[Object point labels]
-=-=-

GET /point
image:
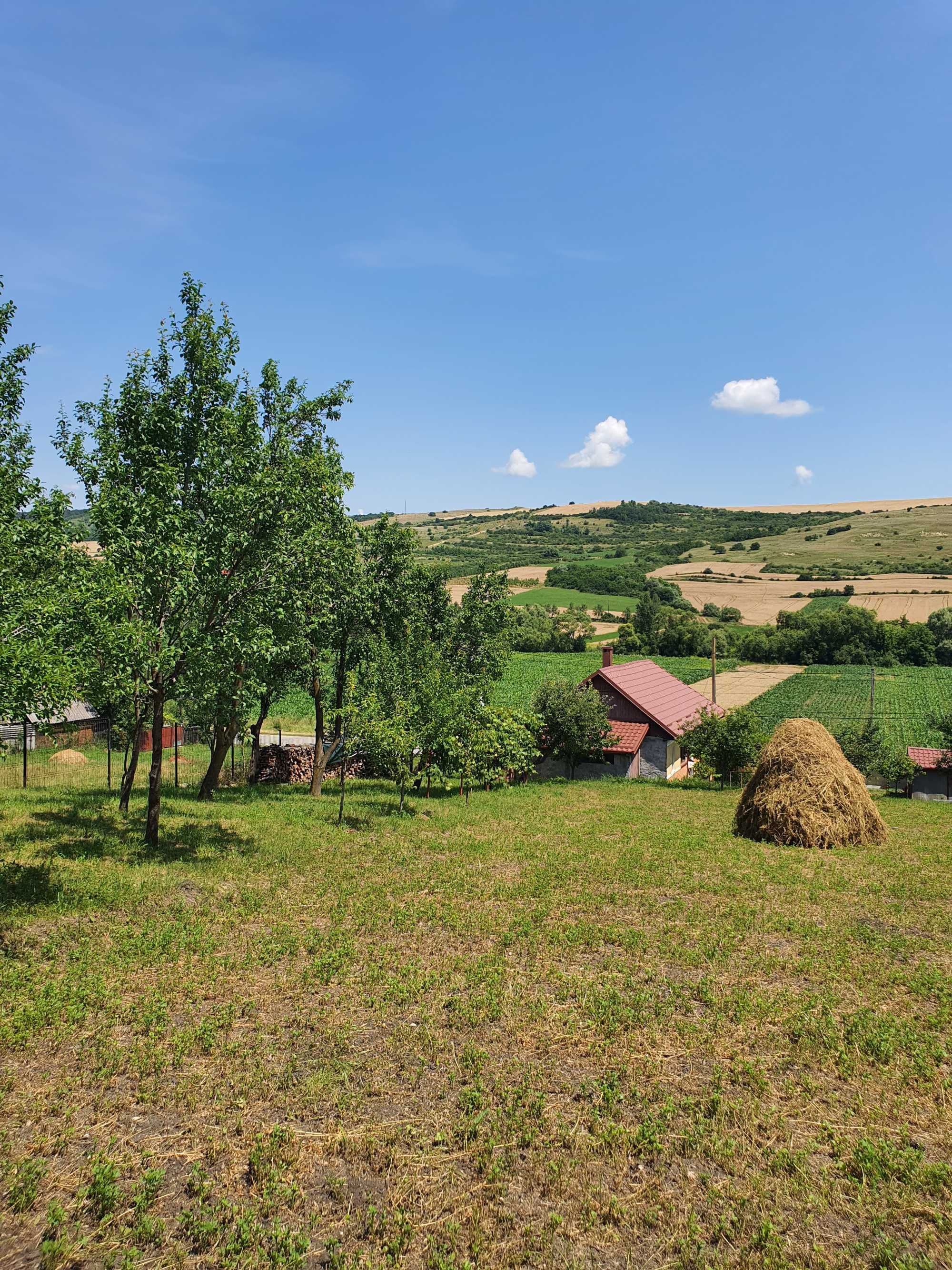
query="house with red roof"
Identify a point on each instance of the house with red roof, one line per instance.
(933, 781)
(649, 709)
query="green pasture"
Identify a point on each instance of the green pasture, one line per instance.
(558, 1025)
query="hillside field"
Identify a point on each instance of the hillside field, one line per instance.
(907, 700)
(563, 597)
(917, 540)
(564, 1025)
(527, 671)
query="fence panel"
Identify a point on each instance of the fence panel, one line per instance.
(93, 755)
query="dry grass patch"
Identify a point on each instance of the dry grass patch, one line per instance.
(569, 1025)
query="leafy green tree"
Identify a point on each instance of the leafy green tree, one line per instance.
(191, 480)
(863, 746)
(40, 667)
(629, 642)
(574, 722)
(649, 621)
(725, 743)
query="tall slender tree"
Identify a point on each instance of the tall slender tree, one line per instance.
(191, 482)
(39, 576)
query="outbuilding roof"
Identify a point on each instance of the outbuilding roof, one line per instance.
(655, 692)
(630, 737)
(928, 759)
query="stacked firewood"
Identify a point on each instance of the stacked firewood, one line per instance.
(294, 765)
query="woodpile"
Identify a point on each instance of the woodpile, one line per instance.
(294, 765)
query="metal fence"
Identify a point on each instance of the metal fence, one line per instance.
(96, 755)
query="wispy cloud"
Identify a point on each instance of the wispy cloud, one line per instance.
(604, 445)
(758, 397)
(422, 250)
(517, 465)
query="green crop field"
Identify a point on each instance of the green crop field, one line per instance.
(822, 602)
(562, 1025)
(526, 671)
(907, 700)
(563, 599)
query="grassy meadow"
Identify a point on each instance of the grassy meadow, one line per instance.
(563, 599)
(564, 1025)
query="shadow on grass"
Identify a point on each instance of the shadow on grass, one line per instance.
(92, 829)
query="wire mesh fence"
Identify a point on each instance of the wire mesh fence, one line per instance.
(96, 755)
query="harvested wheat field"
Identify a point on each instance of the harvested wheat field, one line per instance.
(764, 595)
(916, 609)
(522, 578)
(805, 794)
(738, 688)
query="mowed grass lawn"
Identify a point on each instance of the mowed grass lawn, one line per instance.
(564, 599)
(564, 1025)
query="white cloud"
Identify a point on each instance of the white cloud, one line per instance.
(418, 250)
(604, 445)
(518, 465)
(758, 397)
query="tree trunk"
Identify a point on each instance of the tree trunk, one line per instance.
(257, 736)
(224, 738)
(339, 688)
(343, 780)
(129, 776)
(320, 759)
(155, 771)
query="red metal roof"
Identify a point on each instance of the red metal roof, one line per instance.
(928, 759)
(657, 694)
(630, 737)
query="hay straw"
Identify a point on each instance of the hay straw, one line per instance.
(805, 794)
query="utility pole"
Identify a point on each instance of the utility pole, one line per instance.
(714, 670)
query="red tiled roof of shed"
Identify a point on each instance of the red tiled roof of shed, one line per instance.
(927, 759)
(630, 737)
(657, 694)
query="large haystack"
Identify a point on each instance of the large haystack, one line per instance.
(805, 793)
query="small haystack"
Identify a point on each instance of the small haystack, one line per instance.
(805, 793)
(69, 759)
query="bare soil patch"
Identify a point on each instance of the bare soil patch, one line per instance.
(738, 688)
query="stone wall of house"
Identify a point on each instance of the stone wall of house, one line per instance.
(654, 757)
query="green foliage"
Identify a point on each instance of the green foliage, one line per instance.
(574, 722)
(908, 700)
(865, 746)
(550, 630)
(41, 578)
(620, 580)
(725, 745)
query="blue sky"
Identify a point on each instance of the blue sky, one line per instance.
(509, 223)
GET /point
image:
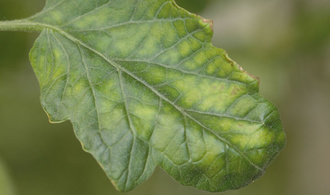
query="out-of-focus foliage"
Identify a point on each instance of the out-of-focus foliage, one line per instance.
(6, 187)
(284, 42)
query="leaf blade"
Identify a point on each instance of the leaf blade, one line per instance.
(139, 97)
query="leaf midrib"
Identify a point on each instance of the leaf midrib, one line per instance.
(117, 66)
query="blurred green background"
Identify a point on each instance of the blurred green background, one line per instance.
(284, 42)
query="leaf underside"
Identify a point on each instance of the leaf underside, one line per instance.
(143, 86)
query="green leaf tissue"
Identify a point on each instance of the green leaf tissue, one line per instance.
(143, 86)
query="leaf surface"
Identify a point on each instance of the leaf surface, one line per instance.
(143, 86)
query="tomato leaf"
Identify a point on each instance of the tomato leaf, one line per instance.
(143, 86)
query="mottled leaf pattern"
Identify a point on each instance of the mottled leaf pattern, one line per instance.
(143, 86)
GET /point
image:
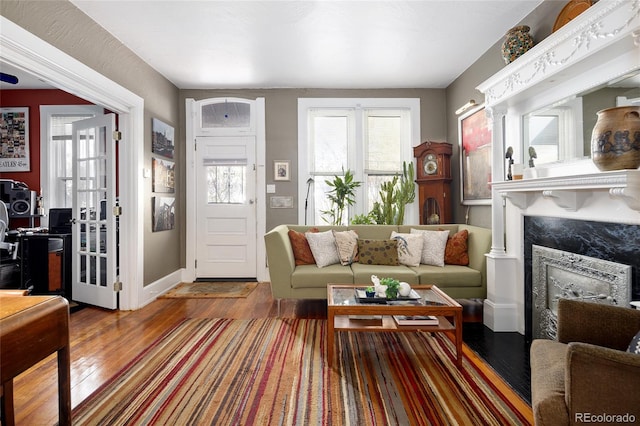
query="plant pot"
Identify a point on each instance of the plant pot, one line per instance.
(615, 141)
(517, 42)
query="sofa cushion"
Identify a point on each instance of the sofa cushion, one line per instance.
(548, 360)
(308, 276)
(456, 251)
(362, 273)
(301, 250)
(634, 346)
(435, 243)
(409, 248)
(378, 252)
(448, 276)
(323, 247)
(347, 246)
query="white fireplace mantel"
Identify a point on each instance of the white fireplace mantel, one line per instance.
(569, 192)
(600, 45)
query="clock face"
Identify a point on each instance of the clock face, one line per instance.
(430, 164)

-=-=-

→ **Exercise requirements**
Omit the pictures. Output every record above word for word.

→ **Exercise result**
GET /point
image:
query="house with red roof"
Identify a point on each instance of the house with red roof, one line per instance.
(933, 781)
(649, 709)
query="green pasture"
Identify a point on each instance of the green pasture, one line per instance.
(558, 1025)
query="hillside field"
Identify a point on each instance of the hillside field, one line per instance.
(907, 700)
(563, 597)
(917, 540)
(564, 1025)
(527, 671)
query="fence panel"
Identify a point on each instance of the fence panel, one line per instance.
(93, 755)
query="dry grass patch"
Identify a point on each instance of the dry grass patch, one line per instance.
(569, 1025)
query="leafy green tree"
Identify a point on each instance of the leafy green tree, one line per instance.
(191, 480)
(863, 746)
(40, 667)
(629, 642)
(574, 722)
(649, 621)
(725, 743)
query="tall slender tree"
Identify a point on each instance of the tall slender tree, one line per instance.
(191, 482)
(39, 576)
query="outbuilding roof"
Identify a point on each instance of the outbuilding roof, one line per instance.
(655, 692)
(630, 737)
(928, 759)
query="stacked firewood"
Identify a point on each instance of the stacked firewood, one line per instance.
(294, 765)
query="woodpile"
Identify a point on each instance of the woodpile, one line per instance.
(294, 765)
query="metal fence"
Identify a point on each instance of the metal fence, one line per instance.
(96, 755)
query="wispy cloud"
Identify a point on each instance of the wispy cloud, one line per instance.
(604, 445)
(758, 397)
(422, 250)
(517, 465)
query="green crop field"
Identify a point on each instance of the green crop field, one line per instance.
(822, 602)
(562, 1025)
(526, 671)
(907, 700)
(563, 599)
query="grassy meadow"
Identify a point on each instance of the grassy meadow, one line per instance.
(563, 599)
(564, 1025)
query="shadow on grass"
Identify a point on each instance of the shadow on grass, one line per instance.
(92, 829)
query="wire mesh fence"
Identify a point on each instance of the wire mesh fence, one line per instance.
(96, 755)
query="harvested wheat field"
Identify a point on each instance of the harvested wheat field, one line per instance.
(764, 595)
(916, 609)
(522, 578)
(805, 794)
(738, 688)
query="mowed grass lawn"
Identify a point on each instance of the mowed grass lawn, one line per instance.
(564, 599)
(564, 1025)
query="white cloud"
Identify a point on each instance of the white cloud, one line per instance.
(418, 250)
(604, 445)
(518, 465)
(758, 397)
query="tree trunk"
Identify a point on each instance of the tree trunk, one line per instance.
(257, 736)
(224, 738)
(339, 688)
(343, 780)
(129, 776)
(320, 759)
(155, 771)
query="red metal roof"
Identify a point on each instance of the red metal roof, one line per instance.
(928, 759)
(657, 694)
(630, 737)
query="hay straw"
Identify a point on each instance of the hay straw, one line per instance.
(805, 794)
query="utility pole"
Identify a point on each instance of the utility pole, one line per instance.
(714, 670)
query="red tiled roof of shed"
Identify a point on each instance of the red tiled roof of shed, one line per instance.
(927, 759)
(630, 737)
(657, 694)
query="large haystack"
Identify a point on each instance of the large haystack, one line per instance.
(805, 793)
query="small haystack"
Identify a point on each instance of the small haystack, one line per instance.
(805, 793)
(69, 759)
query="bare soil patch"
Identify a point on each instance of the bare soil patch, one line per instance.
(738, 688)
query="stone wall of house"
Identify a point on each instance of the stone wall of house, one line per instance.
(654, 757)
query="green foliage"
Identify a point on each instance of the green foliage, one line per instance.
(574, 722)
(908, 700)
(865, 746)
(550, 630)
(41, 578)
(620, 580)
(725, 745)
query="blue sky"
Identify a point on each instance of the blue sky, one line per instance.
(509, 223)
GET /point
image:
query="out-of-focus foliage"
Identify a point on each instance of the out-of-focus foliage, one line per instance.
(6, 187)
(284, 42)
query="leaf blade"
Identify a point on each instance of the leaf blade, one line per instance.
(139, 97)
query="leaf midrib"
Identify a point on each instance of the leaf midrib, one line per instance.
(117, 66)
query="blurred green background"
Identify a point on each instance of the blurred green background, one line per instance.
(284, 42)
query="leaf underside"
Identify a point on each instance of the leaf underside, one line per instance.
(143, 86)
query="green leaf tissue"
Identify a point on each instance of the green leaf tissue, one line per instance.
(143, 86)
query="leaf surface"
Identify a point on each instance of the leaf surface, one line per instance.
(143, 86)
query="tomato leaf"
Identify a point on each instance of the tomato leaf, one line per instance.
(143, 86)
query="mottled leaf pattern"
Identify a point on each instance of the mottled leaf pattern, one line per instance.
(143, 86)
GET /point
image:
query="plant pot"
Identify a point on each instance of the plant pot, one line per instance.
(615, 141)
(517, 42)
query="sofa cushion"
Identify a point on each instance of the sofa cushion, one line per instance.
(548, 360)
(308, 276)
(456, 251)
(362, 273)
(301, 250)
(634, 346)
(435, 243)
(409, 248)
(378, 252)
(448, 276)
(323, 247)
(347, 246)
query="white fireplace mantel"
Identify a point on each instance of the white fireplace mantel, one line per instance.
(569, 192)
(600, 45)
query="clock face"
Identify a point on each instance of the clock face, one line per instance.
(430, 164)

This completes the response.